---- ТЕКСТ СТРАНИЦЫ

Арлекины и Коломбины написаны были в сотнях вариантов (и, по-моему, необыкновенно остро и интересно). Капитан и Панталоне – обязательные комические персонажи комедии масок – бесконечно варьировались в его эскизах, ожидая своего будущего сценического воплощения. Но состоится ли оно когда-нибудь?
Друзья Козинцева чувствовали его талант, его художнический масштаб, но были совсем не убеждены, что талант этот когда-нибудь реализуется, потому что трудно было бы изобрести характер, более неприспособленный к борьбе, более незащищенный, чем у него.
А обостренное чувство человеческого достоинства не позволяло Козинцеву даже просто пойти в театр, предложить свои услуги…
Житейская неприспособленность оставалась его органическим свойством всю жизнь.
Был он легко раним душевно.
Как случилось, что человек, обладающий такими «невыгодными» для художника свойствами, все же «состоялся»?
Мне кажется, были три причины, три обстоятельства, благодаря которым это произошло.
Первая, конечно, – открытая, видимая всеми, неоспоримая, яркая талантливость Козинцева.
Вторая – молодость революции, настежь распахнутые революцией двери искусства, жадная потребность самого искусства в новаторстве, в новых силах.
И третья причина: на пути Козинцева все время появлялись доброжелатели, которые протягивали ему руку, – то являлся в его жизни старый революционер Сергей Мстиславский, то Илья Эренбург, то Марджанов, то Пиотровский.
А там, когда Козинцев стал Козинцевым – особенно после «Максима», – жить и работать ему стало неизмеримо легче.
Ушли трудности организационные, но навсегда, на всю жизнь остались, конечно, все сложнейшие сложности – творческие.
Арлекин, Пьеро и Коломбина
Не знаю, откуда в голодной, нищей, охваченной гражданской войной стране появлялось столько фанеры?
Но в ней никогда не было недостатка – ив сравнительно спокойное время военного затишья, и тогда, когда под самым нашим Киевом шли бои и дома тряслись от артиллерийских залпов.

--------
---- ПРЕДОСТАВЛЕННЫЕ ЗАПИСИ

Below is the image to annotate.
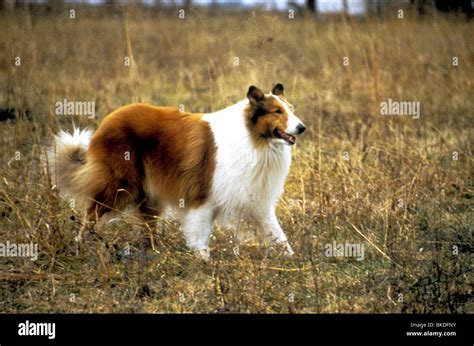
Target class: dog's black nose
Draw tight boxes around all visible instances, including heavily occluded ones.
[296,124,306,135]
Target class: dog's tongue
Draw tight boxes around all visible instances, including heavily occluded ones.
[278,130,295,144]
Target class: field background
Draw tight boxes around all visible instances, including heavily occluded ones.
[0,2,474,313]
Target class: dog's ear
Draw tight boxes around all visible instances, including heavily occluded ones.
[247,85,265,107]
[272,83,285,96]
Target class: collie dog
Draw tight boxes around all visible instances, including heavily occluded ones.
[49,84,306,258]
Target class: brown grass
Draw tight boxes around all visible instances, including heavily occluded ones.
[0,8,474,313]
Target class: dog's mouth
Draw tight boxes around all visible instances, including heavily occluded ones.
[273,129,296,145]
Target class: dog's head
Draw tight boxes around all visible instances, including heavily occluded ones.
[246,83,306,145]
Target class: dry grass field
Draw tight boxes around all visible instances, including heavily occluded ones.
[0,7,474,313]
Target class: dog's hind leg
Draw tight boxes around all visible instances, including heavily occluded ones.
[182,205,213,260]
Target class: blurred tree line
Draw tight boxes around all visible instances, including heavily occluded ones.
[0,0,473,19]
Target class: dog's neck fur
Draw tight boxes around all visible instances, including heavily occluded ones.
[203,99,291,223]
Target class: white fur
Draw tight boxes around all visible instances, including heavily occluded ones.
[56,128,93,149]
[46,128,94,189]
[176,99,301,257]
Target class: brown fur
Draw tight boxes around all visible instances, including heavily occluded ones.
[71,104,216,235]
[245,89,288,148]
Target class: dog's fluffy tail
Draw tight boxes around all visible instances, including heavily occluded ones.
[48,128,93,200]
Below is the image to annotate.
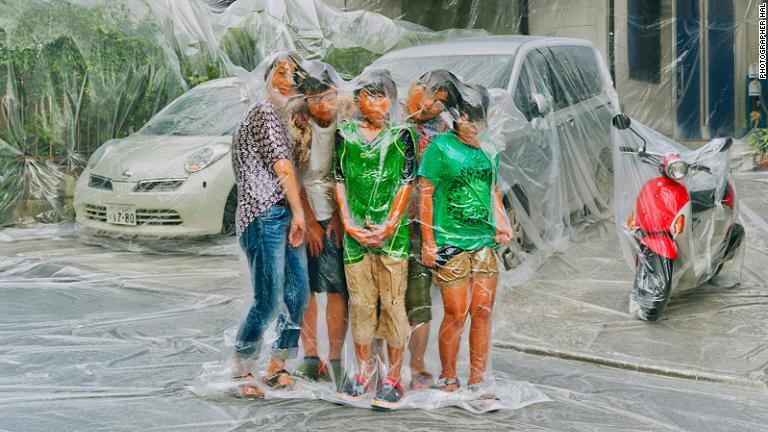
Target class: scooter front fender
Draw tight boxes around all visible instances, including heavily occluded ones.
[640,234,677,260]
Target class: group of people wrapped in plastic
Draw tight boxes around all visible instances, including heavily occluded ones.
[232,52,513,409]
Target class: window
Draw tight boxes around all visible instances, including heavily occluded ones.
[627,0,661,84]
[527,49,569,111]
[550,46,603,104]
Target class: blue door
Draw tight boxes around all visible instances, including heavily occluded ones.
[707,0,736,138]
[675,0,704,139]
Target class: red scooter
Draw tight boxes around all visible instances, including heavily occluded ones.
[613,114,744,321]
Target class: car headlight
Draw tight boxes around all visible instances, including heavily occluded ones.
[184,144,229,174]
[664,160,688,180]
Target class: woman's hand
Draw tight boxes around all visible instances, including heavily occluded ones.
[366,222,397,246]
[325,213,344,247]
[344,225,376,247]
[493,224,514,244]
[307,220,323,257]
[421,241,437,268]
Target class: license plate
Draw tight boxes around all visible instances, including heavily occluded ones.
[107,204,136,225]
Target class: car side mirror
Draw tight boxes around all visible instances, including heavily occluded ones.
[720,138,733,153]
[612,114,632,130]
[531,93,552,117]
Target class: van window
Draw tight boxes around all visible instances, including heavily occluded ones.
[515,50,568,116]
[515,64,534,121]
[549,46,603,105]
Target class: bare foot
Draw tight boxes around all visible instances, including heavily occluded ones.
[262,369,296,390]
[237,383,264,399]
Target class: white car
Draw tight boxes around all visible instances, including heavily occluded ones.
[74,78,248,237]
[368,36,619,266]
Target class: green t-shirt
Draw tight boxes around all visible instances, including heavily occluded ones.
[419,131,499,251]
[335,121,416,264]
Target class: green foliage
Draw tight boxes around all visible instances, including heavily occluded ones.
[0,1,184,225]
[747,129,768,160]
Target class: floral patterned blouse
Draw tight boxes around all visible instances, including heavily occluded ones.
[232,100,293,236]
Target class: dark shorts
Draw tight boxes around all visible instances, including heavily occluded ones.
[307,219,349,295]
[405,223,432,326]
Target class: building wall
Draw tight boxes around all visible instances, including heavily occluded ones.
[614,0,676,136]
[734,0,763,135]
[528,0,609,59]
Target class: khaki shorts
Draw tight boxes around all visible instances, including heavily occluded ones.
[344,254,410,348]
[432,248,499,289]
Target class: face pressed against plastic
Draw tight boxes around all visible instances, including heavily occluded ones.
[271,59,296,94]
[358,89,389,125]
[456,114,486,146]
[405,83,440,123]
[304,89,337,122]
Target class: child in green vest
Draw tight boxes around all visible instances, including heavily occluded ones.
[335,71,416,409]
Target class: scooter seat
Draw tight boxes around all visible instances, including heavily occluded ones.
[689,189,727,213]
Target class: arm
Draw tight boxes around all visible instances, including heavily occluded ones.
[368,129,416,244]
[248,102,307,247]
[333,131,376,246]
[301,187,323,257]
[272,159,307,247]
[419,177,437,267]
[493,186,514,244]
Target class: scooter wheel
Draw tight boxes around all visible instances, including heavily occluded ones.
[630,247,674,321]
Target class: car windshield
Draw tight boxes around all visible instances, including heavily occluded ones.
[371,54,515,89]
[142,86,247,136]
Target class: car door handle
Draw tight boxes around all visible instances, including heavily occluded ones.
[557,115,576,127]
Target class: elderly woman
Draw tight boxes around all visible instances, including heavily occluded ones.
[232,53,309,397]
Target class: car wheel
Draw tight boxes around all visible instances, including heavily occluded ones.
[221,187,237,235]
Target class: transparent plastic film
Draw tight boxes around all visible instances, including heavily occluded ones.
[613,115,745,321]
[0,0,768,431]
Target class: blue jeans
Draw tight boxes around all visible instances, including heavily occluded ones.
[235,204,309,359]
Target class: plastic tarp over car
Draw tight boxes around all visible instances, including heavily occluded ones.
[0,0,768,430]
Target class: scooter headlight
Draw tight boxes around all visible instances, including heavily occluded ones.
[664,160,688,180]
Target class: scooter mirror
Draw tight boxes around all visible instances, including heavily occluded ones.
[612,114,632,130]
[720,138,733,153]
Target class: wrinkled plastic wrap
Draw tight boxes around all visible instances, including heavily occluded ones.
[614,116,745,321]
[0,0,768,430]
[0,0,486,230]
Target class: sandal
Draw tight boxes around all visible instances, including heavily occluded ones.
[232,373,264,399]
[410,372,435,390]
[435,377,461,393]
[261,369,296,390]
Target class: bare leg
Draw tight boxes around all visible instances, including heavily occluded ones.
[408,322,429,375]
[324,293,348,360]
[469,277,498,385]
[387,344,405,382]
[439,282,469,379]
[264,356,295,387]
[355,343,371,380]
[301,293,317,357]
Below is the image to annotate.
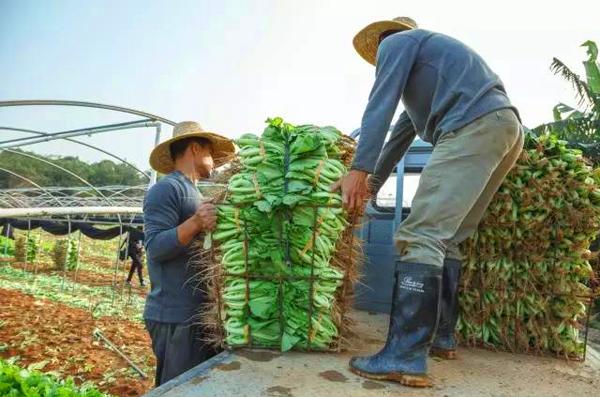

--------

* **ВАШИ ЗАДАНИЯ**
1: Выведите без изменений отрывок из текста о Козинцеве, начиная со слов «Но в ней никогда» и заканчивая словами «от артиллерийских залпов.» включительно.
2: Кого в тексте о Козинцеве называют старым революционером?
3: Продолжите текст о Козинцеве, начав сразу после его последнего предложения.

* **РЕЗУЛЬТАТЫ ПО ЗАДАНИЯМ**
1:
Но в ней никогда не было недостатка – ив сравнительно спокойное время военного затишья, и тогда, когда под самым нашим Киевом шли бои и дома тряслись от артиллерийских залпов.

2: Сергея Мстиславского.

3:
Фанеры всегда хватало. Я хочу сказать – ее хватало на бесчисленные агитплакаты, на украшение улиц, зданий и грузовиков в дни революционных праздников, ее хватало на сооружение неимоверных фигур рабочих и крестьян, которыми украшались площади.
Фанеры хватало.
А следовательно, хватало работы и для целой армии голодных художников и примазавшихся мазил, а то и просто голодных парней, которые никогда в жизни не провели ни одной линии.
Пристроившись на очередную временную работу (когда за деньги, чаще за паек), они грунтовали для настоящих художников фанеру и холст, обивали щиты, бегали за красками.
Расчет был одинаковым для всех, каждый праздник кормил огромную ораву разномастного народа.
Ведало в то время этой кипучей деятельностью множество разных организаций – гражданских и военных.
Общего командования не было, и случалось так, что какой-нибудь оборотистый мазила подряжался в одно и то же время писать плакаты и для наробраза, и для политотдела стоявшей в Киеве армии, и для какого-нибудь клуба совработников, и для комендатуры города, и для других почтенных организаций.
Затем он нанимал за полцены, а то и просто за хлебные пайки несколько художников, а сам только расписывался в ведомостях.
В те далекие времена одним из таких деятелей был Сурепкин – по прозвищу Грек.
Греческого в нем было только то, что в перерывах Между своими комбинациями он всегда сидел в крохотной греческой кофейне на Костельной улице и дулся в нарды с настоящими греками.
Кроме чашечек крепкого кофе, в этом заведении ничего не подавали.
Чем занимались, с чего жили постоянные посетители греческого кафе – было непонятно. Они целыми днями сидели в полуподвальном, полутемном помещении и стучали костями.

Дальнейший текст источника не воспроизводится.